*** TASK MATERIAL ***
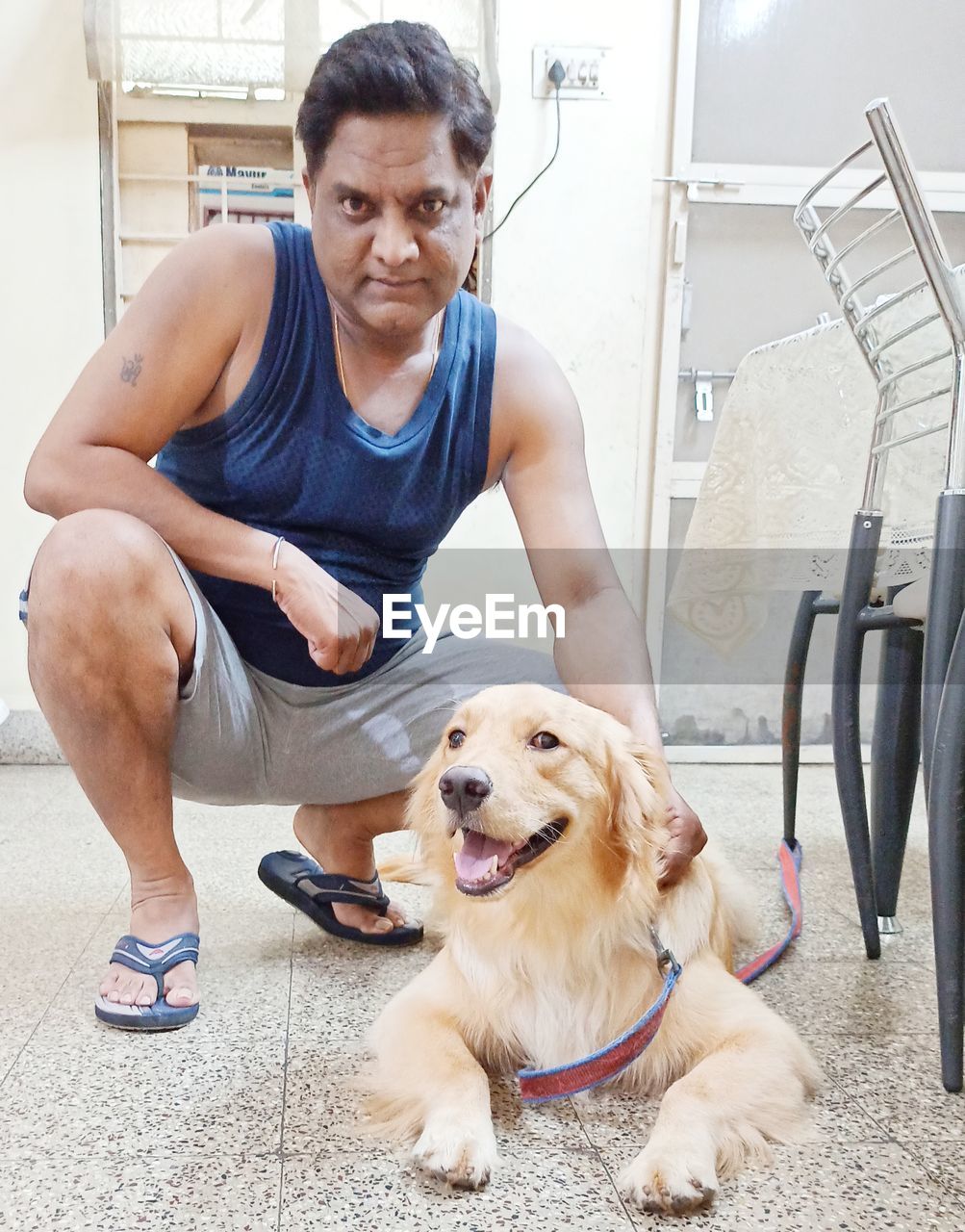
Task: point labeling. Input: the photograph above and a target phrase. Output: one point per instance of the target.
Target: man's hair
(395, 68)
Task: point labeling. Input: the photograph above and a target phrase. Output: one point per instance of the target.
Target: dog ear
(639, 787)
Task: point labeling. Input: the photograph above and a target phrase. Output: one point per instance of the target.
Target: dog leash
(541, 1086)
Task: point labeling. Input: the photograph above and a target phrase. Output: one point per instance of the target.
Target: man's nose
(464, 787)
(394, 243)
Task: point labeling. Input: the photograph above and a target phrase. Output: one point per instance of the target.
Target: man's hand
(340, 628)
(687, 839)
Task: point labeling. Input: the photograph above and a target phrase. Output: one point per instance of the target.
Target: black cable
(555, 77)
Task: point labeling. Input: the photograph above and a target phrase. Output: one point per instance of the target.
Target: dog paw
(669, 1183)
(452, 1153)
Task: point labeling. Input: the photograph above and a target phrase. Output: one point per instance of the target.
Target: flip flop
(304, 884)
(150, 960)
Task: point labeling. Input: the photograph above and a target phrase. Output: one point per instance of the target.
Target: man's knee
(90, 554)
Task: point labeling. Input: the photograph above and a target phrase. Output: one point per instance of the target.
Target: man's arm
(205, 303)
(603, 656)
(145, 381)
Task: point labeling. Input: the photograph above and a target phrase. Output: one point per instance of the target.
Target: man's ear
(480, 198)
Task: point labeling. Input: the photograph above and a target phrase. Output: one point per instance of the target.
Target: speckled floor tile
(97, 1091)
(615, 1120)
(944, 1161)
(339, 987)
(154, 1193)
(533, 1191)
(39, 947)
(84, 1109)
(31, 790)
(853, 997)
(324, 1100)
(65, 855)
(833, 1188)
(896, 1081)
(243, 973)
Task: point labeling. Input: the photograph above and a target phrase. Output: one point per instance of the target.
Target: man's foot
(334, 836)
(154, 919)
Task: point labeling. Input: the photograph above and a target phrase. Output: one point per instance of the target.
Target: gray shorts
(243, 737)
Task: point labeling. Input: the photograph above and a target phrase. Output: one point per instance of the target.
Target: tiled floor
(245, 1118)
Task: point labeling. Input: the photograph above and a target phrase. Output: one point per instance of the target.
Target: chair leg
(947, 858)
(895, 756)
(846, 718)
(946, 599)
(790, 718)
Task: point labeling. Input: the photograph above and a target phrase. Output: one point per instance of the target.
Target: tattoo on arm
(131, 370)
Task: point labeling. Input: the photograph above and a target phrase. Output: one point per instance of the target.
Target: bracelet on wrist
(276, 550)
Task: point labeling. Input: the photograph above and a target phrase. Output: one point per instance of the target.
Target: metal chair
(902, 355)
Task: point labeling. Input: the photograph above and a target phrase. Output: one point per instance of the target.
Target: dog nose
(464, 787)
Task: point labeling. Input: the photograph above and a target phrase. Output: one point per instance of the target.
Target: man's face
(394, 219)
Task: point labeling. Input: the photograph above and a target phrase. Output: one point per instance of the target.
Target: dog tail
(404, 867)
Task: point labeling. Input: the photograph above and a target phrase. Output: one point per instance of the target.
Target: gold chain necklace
(340, 366)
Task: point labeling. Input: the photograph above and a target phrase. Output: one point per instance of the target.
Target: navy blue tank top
(291, 457)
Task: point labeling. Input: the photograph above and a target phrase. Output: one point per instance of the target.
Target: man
(322, 405)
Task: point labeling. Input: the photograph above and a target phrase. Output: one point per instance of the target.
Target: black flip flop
(300, 881)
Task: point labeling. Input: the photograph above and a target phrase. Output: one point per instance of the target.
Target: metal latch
(704, 400)
(703, 379)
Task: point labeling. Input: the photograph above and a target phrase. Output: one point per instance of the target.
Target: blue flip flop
(150, 960)
(302, 883)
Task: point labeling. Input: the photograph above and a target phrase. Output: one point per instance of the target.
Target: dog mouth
(485, 863)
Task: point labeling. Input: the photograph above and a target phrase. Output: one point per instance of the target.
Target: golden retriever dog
(539, 823)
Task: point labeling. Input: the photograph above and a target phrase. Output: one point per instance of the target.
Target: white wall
(571, 265)
(51, 311)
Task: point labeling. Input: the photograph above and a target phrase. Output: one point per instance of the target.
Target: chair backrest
(913, 340)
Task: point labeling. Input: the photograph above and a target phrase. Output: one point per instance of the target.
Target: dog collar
(541, 1086)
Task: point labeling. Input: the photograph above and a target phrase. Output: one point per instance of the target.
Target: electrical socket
(586, 71)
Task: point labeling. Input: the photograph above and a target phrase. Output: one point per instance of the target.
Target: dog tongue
(475, 858)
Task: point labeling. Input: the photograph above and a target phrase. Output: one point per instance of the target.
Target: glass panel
(218, 63)
(708, 699)
(752, 281)
(785, 82)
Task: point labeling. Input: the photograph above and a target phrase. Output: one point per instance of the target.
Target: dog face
(531, 788)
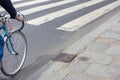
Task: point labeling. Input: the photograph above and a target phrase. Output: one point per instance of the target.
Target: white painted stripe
(82, 21)
(49, 17)
(16, 0)
(27, 3)
(39, 8)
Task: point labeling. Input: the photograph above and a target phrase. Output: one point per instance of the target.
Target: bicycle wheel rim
(10, 63)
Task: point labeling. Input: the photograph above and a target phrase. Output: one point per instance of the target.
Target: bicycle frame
(6, 35)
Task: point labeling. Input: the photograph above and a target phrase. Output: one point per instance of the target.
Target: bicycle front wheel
(12, 63)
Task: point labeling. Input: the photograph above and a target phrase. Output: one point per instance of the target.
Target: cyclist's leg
(1, 47)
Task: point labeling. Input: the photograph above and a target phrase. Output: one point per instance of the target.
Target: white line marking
(39, 8)
(81, 21)
(49, 17)
(16, 0)
(27, 3)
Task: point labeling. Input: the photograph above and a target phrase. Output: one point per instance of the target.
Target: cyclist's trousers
(1, 47)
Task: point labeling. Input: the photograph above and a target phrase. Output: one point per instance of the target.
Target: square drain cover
(64, 57)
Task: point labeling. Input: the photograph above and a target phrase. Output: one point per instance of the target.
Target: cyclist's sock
(1, 47)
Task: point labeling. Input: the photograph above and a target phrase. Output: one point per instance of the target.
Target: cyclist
(8, 6)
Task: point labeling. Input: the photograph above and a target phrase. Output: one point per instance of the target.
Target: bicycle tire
(7, 67)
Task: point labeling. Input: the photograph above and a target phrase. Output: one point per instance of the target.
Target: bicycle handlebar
(4, 20)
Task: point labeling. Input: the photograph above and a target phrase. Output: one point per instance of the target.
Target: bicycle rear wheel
(12, 63)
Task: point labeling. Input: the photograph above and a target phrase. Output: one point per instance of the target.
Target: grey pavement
(97, 56)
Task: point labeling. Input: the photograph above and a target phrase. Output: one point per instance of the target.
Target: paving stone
(79, 76)
(103, 71)
(60, 75)
(98, 46)
(95, 57)
(111, 35)
(116, 62)
(114, 49)
(77, 66)
(52, 71)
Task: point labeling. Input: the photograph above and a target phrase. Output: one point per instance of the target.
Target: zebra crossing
(72, 25)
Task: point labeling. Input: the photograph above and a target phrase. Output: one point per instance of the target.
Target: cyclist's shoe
(20, 17)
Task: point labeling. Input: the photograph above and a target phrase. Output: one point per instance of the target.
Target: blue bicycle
(16, 47)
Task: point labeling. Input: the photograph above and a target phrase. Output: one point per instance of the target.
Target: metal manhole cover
(64, 57)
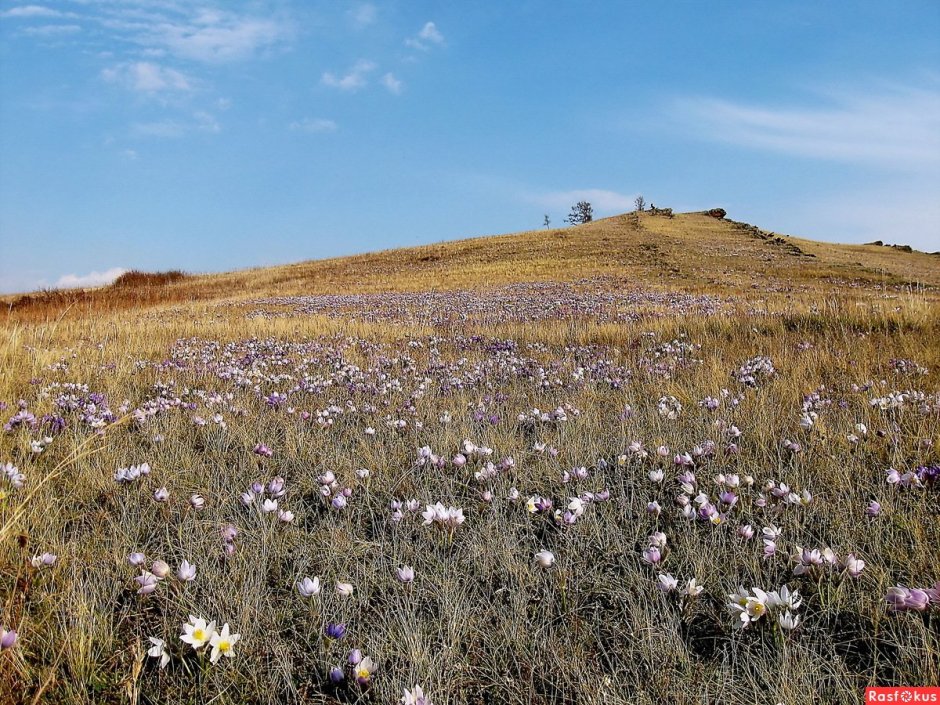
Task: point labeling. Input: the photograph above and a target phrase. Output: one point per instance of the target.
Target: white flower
(667, 583)
(308, 587)
(546, 559)
(197, 632)
(788, 621)
(186, 572)
(158, 650)
(222, 643)
(415, 696)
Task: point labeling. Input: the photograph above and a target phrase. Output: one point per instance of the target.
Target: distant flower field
(540, 494)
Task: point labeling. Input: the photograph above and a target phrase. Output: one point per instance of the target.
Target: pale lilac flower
(147, 581)
(7, 638)
(276, 487)
(853, 565)
(186, 572)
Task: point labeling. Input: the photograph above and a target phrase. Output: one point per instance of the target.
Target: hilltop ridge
(690, 252)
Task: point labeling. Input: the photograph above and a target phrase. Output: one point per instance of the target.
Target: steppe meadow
(422, 352)
(597, 490)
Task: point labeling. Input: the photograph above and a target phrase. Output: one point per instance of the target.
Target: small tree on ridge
(581, 212)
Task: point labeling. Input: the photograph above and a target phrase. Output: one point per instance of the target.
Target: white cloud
(363, 15)
(896, 126)
(429, 34)
(147, 77)
(25, 11)
(73, 281)
(352, 80)
(904, 211)
(159, 128)
(602, 200)
(201, 122)
(393, 84)
(51, 30)
(314, 125)
(216, 37)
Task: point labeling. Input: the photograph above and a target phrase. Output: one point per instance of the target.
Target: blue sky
(209, 136)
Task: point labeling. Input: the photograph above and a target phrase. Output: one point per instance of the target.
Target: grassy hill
(689, 252)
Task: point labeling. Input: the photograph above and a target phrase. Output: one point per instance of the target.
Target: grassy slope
(482, 622)
(691, 252)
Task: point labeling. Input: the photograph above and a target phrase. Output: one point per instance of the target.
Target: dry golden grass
(689, 252)
(482, 622)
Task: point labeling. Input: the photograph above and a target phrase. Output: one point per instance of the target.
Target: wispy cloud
(394, 85)
(427, 36)
(51, 30)
(602, 200)
(72, 281)
(352, 80)
(216, 37)
(28, 11)
(201, 121)
(363, 15)
(896, 127)
(314, 125)
(147, 77)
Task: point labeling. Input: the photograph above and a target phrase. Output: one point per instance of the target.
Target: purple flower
(262, 450)
(335, 630)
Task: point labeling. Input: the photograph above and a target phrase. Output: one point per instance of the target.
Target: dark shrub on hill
(135, 278)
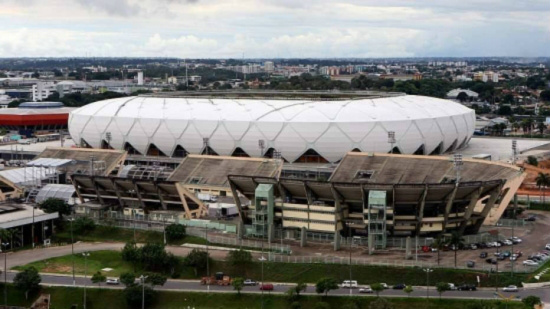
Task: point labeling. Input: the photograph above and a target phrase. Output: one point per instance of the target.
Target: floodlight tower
(391, 140)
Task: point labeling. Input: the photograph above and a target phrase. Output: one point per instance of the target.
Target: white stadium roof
(330, 127)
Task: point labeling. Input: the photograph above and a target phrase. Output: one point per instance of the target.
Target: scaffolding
(377, 217)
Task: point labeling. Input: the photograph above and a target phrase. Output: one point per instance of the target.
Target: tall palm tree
*** End of TASK MATERIAL ***
◆ YOUR ASSIGNMENT
Pick up at the line that holds "Target: wispy cloud" and restate each line, word for word, through the last line of the entries. Include both end lines but none of the pictures.

◆ THE COMPLETED TASK
Target: wispy cloud
(394, 85)
(427, 36)
(51, 30)
(602, 200)
(72, 281)
(352, 80)
(216, 37)
(28, 11)
(201, 121)
(363, 15)
(896, 127)
(314, 125)
(147, 77)
Task: point labeling. Input: the photograph above and a target phrase. Output: one point per instance of the target.
Target: purple flower
(262, 450)
(335, 630)
Task: point labeling. Input: the photograph above and a target phrase. Output: one point per instance of the target.
Target: dark shrub on hill
(135, 278)
Task: point labeling. Input: the photograph above and a target phrase. Output: one point per instance of the target.
Target: floodlight tower
(391, 140)
Task: point labeling. Input: the photograph above and a target phrase. Output: one point per instance of the target.
Target: white stadium roof
(330, 127)
Task: point labeling. Input: the photograph above and a target phrase. Output: one point per instance of the target.
Target: scaffolding
(377, 217)
Task: point labeling. Input: the photograph above and a target phrase. Output: one point per instance of the target.
Target: tall palm tree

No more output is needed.